EJERCICIO BREVE: En las entradas de abajo, toma todo lo que va desde la línea que contiene "Where can the window shutter" hasta la que contiene "point(227, 62)", ambas incluidas. Ordénalo como una lista JSON de cadenas, con una cadena por línea y sin las líneas en blanco.

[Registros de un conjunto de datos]
-*-

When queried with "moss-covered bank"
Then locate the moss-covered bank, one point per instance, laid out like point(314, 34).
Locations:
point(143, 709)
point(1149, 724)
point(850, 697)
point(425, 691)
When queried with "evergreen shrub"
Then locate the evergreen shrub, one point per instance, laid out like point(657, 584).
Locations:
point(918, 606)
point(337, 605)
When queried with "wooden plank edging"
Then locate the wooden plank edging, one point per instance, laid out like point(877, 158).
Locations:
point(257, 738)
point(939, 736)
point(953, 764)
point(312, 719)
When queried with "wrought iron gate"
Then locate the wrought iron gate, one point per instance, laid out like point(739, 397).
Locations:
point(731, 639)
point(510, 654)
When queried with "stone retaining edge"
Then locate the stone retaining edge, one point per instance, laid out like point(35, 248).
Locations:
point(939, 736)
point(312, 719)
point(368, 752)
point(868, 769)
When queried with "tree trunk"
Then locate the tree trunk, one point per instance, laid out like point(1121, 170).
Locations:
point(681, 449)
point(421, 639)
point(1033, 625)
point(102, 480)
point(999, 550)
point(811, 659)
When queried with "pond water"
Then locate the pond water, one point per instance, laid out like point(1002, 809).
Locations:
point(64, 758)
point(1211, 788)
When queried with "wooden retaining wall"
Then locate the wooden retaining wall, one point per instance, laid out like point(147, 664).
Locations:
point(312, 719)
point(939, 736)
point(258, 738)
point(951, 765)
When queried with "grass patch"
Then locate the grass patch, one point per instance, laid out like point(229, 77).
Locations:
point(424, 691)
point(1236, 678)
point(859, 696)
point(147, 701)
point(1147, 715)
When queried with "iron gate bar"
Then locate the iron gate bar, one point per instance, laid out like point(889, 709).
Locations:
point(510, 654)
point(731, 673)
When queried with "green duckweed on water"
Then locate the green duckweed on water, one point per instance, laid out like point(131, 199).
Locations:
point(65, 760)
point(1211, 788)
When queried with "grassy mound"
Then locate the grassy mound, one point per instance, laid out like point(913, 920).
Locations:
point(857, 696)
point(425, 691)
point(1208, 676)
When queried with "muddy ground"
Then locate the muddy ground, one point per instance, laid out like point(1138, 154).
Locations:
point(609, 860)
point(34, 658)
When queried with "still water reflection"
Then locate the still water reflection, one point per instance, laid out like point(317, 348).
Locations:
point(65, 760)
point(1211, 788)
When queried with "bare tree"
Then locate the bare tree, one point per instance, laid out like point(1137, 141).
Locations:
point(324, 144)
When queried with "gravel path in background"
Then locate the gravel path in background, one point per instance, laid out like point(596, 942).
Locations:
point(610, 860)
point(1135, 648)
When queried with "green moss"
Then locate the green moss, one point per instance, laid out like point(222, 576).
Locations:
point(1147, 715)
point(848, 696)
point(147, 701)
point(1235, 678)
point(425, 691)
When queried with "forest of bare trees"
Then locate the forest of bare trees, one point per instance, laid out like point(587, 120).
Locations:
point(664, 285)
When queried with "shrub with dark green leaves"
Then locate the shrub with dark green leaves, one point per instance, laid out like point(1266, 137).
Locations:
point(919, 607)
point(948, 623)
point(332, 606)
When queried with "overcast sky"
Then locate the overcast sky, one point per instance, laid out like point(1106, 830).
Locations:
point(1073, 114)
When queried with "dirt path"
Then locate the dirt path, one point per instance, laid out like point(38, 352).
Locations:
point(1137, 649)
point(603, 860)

-*-

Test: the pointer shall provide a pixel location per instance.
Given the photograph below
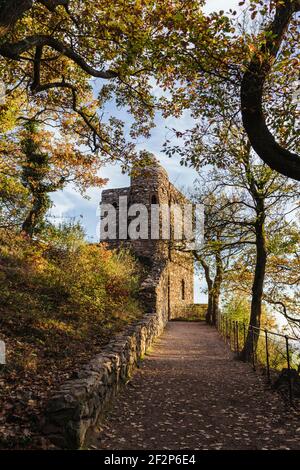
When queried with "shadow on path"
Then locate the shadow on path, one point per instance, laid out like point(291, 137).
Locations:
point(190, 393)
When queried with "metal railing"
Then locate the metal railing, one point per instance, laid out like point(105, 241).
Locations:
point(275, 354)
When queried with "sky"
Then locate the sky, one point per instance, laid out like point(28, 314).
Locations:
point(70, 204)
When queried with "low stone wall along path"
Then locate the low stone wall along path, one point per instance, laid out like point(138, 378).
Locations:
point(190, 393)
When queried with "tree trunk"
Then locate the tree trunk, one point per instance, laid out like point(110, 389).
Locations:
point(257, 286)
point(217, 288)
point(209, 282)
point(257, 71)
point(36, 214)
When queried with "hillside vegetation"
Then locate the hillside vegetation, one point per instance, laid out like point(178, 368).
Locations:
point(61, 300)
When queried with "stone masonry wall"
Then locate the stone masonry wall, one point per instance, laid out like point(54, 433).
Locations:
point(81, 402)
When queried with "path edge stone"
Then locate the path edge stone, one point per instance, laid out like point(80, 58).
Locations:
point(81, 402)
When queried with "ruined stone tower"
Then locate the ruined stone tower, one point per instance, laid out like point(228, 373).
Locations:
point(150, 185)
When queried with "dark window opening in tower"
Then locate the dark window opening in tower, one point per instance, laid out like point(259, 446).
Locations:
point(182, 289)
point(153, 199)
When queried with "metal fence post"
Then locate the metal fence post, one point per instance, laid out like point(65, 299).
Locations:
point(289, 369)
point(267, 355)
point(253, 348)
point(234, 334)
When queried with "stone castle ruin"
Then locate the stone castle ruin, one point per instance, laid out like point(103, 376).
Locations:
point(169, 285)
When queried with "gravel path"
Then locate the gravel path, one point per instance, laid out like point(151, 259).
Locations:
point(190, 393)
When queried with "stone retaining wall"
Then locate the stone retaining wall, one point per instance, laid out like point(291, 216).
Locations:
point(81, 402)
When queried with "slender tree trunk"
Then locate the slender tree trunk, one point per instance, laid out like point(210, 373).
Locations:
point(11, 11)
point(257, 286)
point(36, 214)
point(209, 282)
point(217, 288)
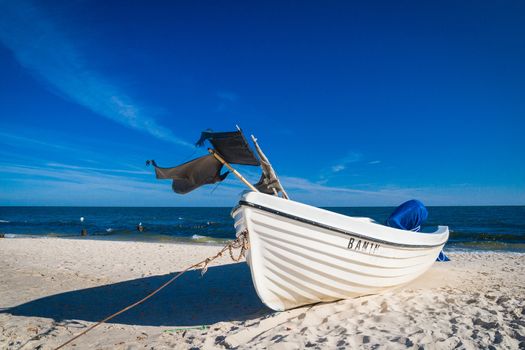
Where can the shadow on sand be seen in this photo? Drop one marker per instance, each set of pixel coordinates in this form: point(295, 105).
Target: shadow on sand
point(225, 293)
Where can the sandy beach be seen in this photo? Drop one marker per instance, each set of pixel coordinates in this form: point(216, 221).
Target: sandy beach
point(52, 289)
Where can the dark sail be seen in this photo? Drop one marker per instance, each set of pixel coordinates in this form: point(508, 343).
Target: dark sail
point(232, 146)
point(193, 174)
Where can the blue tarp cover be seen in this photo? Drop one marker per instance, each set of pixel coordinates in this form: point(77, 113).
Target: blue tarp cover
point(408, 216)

-*-

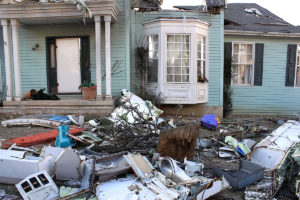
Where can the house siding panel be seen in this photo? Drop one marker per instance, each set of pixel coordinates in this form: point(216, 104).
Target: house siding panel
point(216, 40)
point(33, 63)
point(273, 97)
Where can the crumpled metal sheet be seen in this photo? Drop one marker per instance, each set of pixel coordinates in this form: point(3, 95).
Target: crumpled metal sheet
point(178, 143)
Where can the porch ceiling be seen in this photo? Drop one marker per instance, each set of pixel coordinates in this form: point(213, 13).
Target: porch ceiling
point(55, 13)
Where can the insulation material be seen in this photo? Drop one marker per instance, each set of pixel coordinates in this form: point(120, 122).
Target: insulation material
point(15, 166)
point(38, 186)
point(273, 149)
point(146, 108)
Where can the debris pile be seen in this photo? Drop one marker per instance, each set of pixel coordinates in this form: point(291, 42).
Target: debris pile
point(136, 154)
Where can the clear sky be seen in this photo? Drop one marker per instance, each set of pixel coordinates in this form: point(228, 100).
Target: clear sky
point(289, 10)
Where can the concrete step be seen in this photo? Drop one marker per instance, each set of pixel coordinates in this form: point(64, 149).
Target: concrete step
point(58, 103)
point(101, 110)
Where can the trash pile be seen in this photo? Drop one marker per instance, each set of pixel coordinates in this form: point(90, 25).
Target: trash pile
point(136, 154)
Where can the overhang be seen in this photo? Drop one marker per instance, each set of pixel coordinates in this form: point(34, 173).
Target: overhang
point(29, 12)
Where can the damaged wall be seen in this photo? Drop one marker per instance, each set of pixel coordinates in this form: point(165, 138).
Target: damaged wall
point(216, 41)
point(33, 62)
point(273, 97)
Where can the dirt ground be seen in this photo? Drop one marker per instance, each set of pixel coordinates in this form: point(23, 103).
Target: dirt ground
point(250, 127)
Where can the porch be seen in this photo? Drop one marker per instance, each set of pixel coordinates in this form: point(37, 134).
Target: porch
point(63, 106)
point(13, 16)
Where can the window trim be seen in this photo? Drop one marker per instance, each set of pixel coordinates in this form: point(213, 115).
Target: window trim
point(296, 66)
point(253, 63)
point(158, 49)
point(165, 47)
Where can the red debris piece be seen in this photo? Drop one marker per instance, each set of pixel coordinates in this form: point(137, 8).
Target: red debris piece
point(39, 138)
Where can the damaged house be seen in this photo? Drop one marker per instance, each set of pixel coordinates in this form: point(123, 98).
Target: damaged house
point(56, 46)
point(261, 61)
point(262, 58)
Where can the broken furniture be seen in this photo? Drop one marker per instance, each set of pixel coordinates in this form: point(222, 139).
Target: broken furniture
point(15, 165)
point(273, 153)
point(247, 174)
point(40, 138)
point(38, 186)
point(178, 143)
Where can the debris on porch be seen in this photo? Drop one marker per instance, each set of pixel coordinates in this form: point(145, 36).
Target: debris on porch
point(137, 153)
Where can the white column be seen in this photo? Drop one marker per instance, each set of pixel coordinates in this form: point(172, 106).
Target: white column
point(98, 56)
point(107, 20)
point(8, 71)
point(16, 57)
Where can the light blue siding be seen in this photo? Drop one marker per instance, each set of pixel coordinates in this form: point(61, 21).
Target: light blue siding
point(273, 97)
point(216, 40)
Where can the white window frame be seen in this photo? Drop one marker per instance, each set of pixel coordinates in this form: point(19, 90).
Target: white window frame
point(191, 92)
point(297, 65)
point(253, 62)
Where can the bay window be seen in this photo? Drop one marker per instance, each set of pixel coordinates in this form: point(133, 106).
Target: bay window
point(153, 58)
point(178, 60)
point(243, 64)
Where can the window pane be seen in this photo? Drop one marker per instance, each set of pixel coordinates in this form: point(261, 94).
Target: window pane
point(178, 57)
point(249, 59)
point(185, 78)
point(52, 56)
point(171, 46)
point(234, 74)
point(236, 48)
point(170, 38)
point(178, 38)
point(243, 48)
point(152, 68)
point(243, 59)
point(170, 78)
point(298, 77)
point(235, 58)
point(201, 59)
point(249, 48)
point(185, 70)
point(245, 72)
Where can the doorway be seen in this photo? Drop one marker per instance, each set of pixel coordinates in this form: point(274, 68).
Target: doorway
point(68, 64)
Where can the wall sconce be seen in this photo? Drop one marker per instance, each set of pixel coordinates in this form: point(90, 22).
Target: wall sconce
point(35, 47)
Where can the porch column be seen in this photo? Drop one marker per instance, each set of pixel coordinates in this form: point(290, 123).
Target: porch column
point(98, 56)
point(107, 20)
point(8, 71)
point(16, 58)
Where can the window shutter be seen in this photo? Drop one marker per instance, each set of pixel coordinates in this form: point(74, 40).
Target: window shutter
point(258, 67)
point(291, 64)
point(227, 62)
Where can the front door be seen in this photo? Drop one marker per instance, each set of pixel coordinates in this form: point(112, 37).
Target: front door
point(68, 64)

-*-

SOLUCIÓN:
[
  "Where can the window shutter be seen in this photo? Drop one marker per instance, each set of pixel coordinates in this form: point(74, 40).",
  "Target: window shutter",
  "point(258, 67)",
  "point(291, 64)",
  "point(227, 62)"
]